**TASK BRIEF**
Could you return the entire listing below exactly as written?

**THE INPUT**
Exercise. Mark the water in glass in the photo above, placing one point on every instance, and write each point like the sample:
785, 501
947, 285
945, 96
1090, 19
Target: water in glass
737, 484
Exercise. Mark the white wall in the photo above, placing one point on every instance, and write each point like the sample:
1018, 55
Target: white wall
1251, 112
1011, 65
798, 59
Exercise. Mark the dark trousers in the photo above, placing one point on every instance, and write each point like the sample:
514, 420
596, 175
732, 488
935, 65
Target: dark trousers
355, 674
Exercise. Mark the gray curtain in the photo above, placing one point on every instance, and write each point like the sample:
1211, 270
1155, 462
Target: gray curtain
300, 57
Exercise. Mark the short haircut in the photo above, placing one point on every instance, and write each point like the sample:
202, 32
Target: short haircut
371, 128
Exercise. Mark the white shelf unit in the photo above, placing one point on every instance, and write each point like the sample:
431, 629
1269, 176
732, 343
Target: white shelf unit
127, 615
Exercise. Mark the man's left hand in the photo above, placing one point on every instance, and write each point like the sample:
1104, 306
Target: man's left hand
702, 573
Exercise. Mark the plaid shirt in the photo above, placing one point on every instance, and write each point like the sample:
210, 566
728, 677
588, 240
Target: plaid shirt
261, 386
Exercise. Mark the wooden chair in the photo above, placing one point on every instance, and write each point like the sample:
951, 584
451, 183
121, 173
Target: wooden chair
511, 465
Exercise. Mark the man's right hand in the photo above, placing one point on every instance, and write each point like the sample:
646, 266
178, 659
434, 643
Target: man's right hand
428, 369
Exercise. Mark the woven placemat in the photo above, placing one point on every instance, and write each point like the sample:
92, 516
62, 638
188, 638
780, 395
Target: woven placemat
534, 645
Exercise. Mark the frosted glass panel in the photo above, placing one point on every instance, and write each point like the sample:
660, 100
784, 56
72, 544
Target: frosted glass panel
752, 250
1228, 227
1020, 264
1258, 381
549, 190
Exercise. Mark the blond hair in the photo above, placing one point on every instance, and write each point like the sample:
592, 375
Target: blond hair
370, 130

**RESULT FOR THIS TASK**
Exercise. Mark the water in glass in the photo above, placing one point on every instance, and write each point like the sample:
785, 501
947, 285
945, 96
1090, 19
Target: water in glass
737, 484
Exercise. Mark the white wall in the photo above, placing one point on every instance, and write each point like the sample:
1018, 55
Target: white wall
1251, 112
1011, 65
798, 59
Exercise. Mark the dark trousers in the photo above, placing one point on every instance, and write each point like the sample:
514, 420
596, 175
732, 488
935, 65
Target: dark trousers
355, 674
Exercise. Mark the gray curtain in the photo above, placing one point on every instance, and write each point like the sample:
1211, 270
1155, 462
Target: gray curtain
300, 57
Exercise. Mark the short haircut in the photo above, placing one point on every instance, and write each point like the sample:
202, 32
Target: short haircut
371, 128
Exercise. Mark the white shelf unit in the photo above, placing one point on every instance, and write each point like the sample:
431, 629
1269, 176
732, 343
Target: white shelf unit
127, 615
Exercise. Mark the man's left hand in the photo above, placing one point on every instance, and write each point like the sample:
1104, 306
Target: man's left hand
702, 573
Exercise. Mark the plaid shirt in the photo above, placing one point on every instance, and write each point like the sample:
210, 566
728, 677
588, 240
Target: plaid shirt
261, 386
Exercise. Mark the wooden chair in the photo above, placing one point on every instance, and write each point like the sample:
951, 584
451, 183
121, 173
Target: wooden chair
511, 465
Exercise. Mark the man's right hand in the photo above, placing one point on every instance, and write each point like the sample:
646, 266
178, 659
434, 643
Target: man's right hand
428, 369
Exercise. Mark the woven placemat in the photo above, placing one point on every instance, and write each point like the sample:
92, 516
62, 638
188, 638
780, 395
Target: woven placemat
534, 645
Exercise. Mark the frosted glass panel in the photo above, placing one point on every instance, and write each point like the sample:
660, 100
784, 56
72, 544
Target: frosted glass panel
752, 250
1228, 227
1020, 264
1258, 381
549, 190
Exercise. Mark the blond hair in the photo above, placing one point on every instance, and write each point like the sample:
592, 375
Target: blond hair
370, 130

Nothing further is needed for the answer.